Edit the items below by replacing "white and black dog" with "black and white dog" wherever it occurs, and leave everything else unchanged.

= Input material =
┄┄┄┄┄┄┄┄┄┄
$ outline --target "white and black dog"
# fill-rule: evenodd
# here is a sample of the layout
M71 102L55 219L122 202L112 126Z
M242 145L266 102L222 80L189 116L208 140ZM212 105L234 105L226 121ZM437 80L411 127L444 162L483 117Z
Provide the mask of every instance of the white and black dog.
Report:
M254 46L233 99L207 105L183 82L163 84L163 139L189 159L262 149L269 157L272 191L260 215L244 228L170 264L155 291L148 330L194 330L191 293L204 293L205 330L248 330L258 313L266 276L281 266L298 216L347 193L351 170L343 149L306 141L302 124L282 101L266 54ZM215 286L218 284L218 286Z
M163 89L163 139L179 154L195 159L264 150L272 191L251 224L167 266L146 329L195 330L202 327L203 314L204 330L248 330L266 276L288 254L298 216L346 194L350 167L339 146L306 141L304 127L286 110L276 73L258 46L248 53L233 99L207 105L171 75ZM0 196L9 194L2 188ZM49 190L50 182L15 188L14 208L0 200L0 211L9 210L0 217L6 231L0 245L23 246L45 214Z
┄┄┄┄┄┄┄┄┄┄
= Response for this exercise =
$ outline --target "black and white dog"
# fill-rule: evenodd
# here is a sample of the layout
M71 102L55 219L122 202L112 126Z
M242 145L266 102L222 80L189 116L208 140ZM212 105L234 105L226 121ZM437 80L411 127L444 162L483 117Z
Provide the mask of every instance of the black and white dog.
Report:
M254 46L233 99L207 105L183 82L163 84L163 139L189 159L262 149L269 157L272 191L260 215L244 228L170 264L155 291L148 330L194 330L191 293L204 293L205 330L248 330L258 313L266 276L281 266L298 216L347 193L351 170L343 149L306 141L302 124L282 101L266 54ZM215 286L218 284L218 286Z
M163 89L163 139L179 154L195 159L264 150L272 191L251 224L167 266L146 329L195 330L202 327L203 314L204 330L248 330L266 276L288 254L298 216L346 194L350 167L339 146L306 141L304 127L286 110L276 73L258 46L248 53L233 99L207 105L171 75ZM0 196L9 194L2 188ZM49 190L50 182L15 188L14 208L0 200L0 211L9 210L0 217L6 231L0 245L23 246L45 214Z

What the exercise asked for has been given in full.